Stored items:
--- Start ---

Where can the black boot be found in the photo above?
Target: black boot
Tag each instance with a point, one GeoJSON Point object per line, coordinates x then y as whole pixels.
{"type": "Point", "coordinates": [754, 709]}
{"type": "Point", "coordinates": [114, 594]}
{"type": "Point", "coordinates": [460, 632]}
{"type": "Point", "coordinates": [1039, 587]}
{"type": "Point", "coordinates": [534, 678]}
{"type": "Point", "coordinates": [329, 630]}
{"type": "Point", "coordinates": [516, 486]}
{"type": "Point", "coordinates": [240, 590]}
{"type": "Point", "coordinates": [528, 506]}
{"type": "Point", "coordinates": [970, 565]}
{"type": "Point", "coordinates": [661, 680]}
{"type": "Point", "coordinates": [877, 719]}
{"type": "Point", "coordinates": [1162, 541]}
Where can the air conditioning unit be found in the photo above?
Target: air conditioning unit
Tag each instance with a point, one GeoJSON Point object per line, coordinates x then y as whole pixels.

--- End ---

_GIVEN INSTRUCTION_
Reproduce the final stretch of the data above: every line from the one holding "Where can the air" through the end, inclusive, exactly as written and nothing else.

_COMPLETED TASK_
Where can the air conditioning unit be found in the photo above?
Target: air conditioning unit
Tag each instance with a point, one GeoJSON Point object per line, coordinates x then y as whole pixels.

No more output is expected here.